◆ **AS TAREFAS**
- 1) Segundo o trecho da fonte, a que horas é preciso acordar no fim de semana de plantão?
- 2) Devolva do trecho da fonte, sem alterações, a passagem que começa nas palavras "Fechei o e-mail, desliguei" e termina logo após "é quase nula.".

Fechei o e-mail, desliguei o computador e, imediatamente, ativei minha mais recente aquisição: uma caixinha com bluetooth que faz o som ecoar pela casa inteira. Ouvi o comecinho de ‘Youth’, do Troye Sivan, e já fiquei numa animação além do normal. Era o fim de semana do meu plantão, o que quase sempre significa que eu preciso acordar às 6:30 da manhã em dias que, normalmente, acordaria às 11h, e chovia muito. Odeio a chuva, tanto quanto odeio o frio – e, quando essas duas coisas acontecem ao mesmo tempo, minha vontade de viver é quase nula.
‘My youth, my youth is yours, trippin’ on skies, sippin’ waterfalls’… Comecei a dançar na frente do espelho e esquecer que aqueles dois dias haviam sido cagados. Eu sabia, bem antes de o fim de semana chegar, que precisaria reverter a situação de alguma maneira e, por isso, marquei com antecedência com um grupo de amigas de nos encontrarmos num bar. Apesar da eminente possibilidade de elas desistirem do programa, eu já havia decidido: iria beber algo na rua de qualquer jeito, mesmo se tivesse que ficar lá, sozinha no boteco.

◆ **ENTRADAS DE DADOS**

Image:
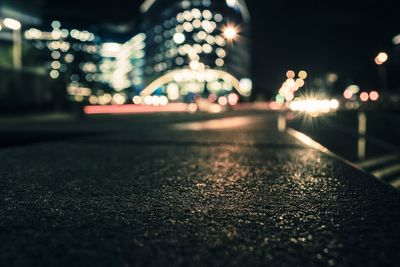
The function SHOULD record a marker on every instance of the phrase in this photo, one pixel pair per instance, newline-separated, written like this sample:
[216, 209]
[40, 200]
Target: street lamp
[380, 61]
[15, 26]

◆ **SOLUÇÕES POR TAREFA**
- 1) Às 6:30 da manhã.

- 2)
Fechei o e-mail, desliguei o computador e, imediatamente, ativei minha mais recente aquisição: uma caixinha com bluetooth que faz o som ecoar pela casa inteira. Ouvi o comecinho de ‘Youth’, do Troye Sivan, e já fiquei numa animação além do normal. Era o fim de semana do meu plantão, o que quase sempre significa que eu preciso acordar às 6:30 da manhã em dias que, normalmente, acordaria às 11h, e chovia muito. Odeio a chuva, tanto quanto odeio o frio – e, quando essas duas coisas acontecem ao mesmo tempo, minha vontade de viver é quase nula.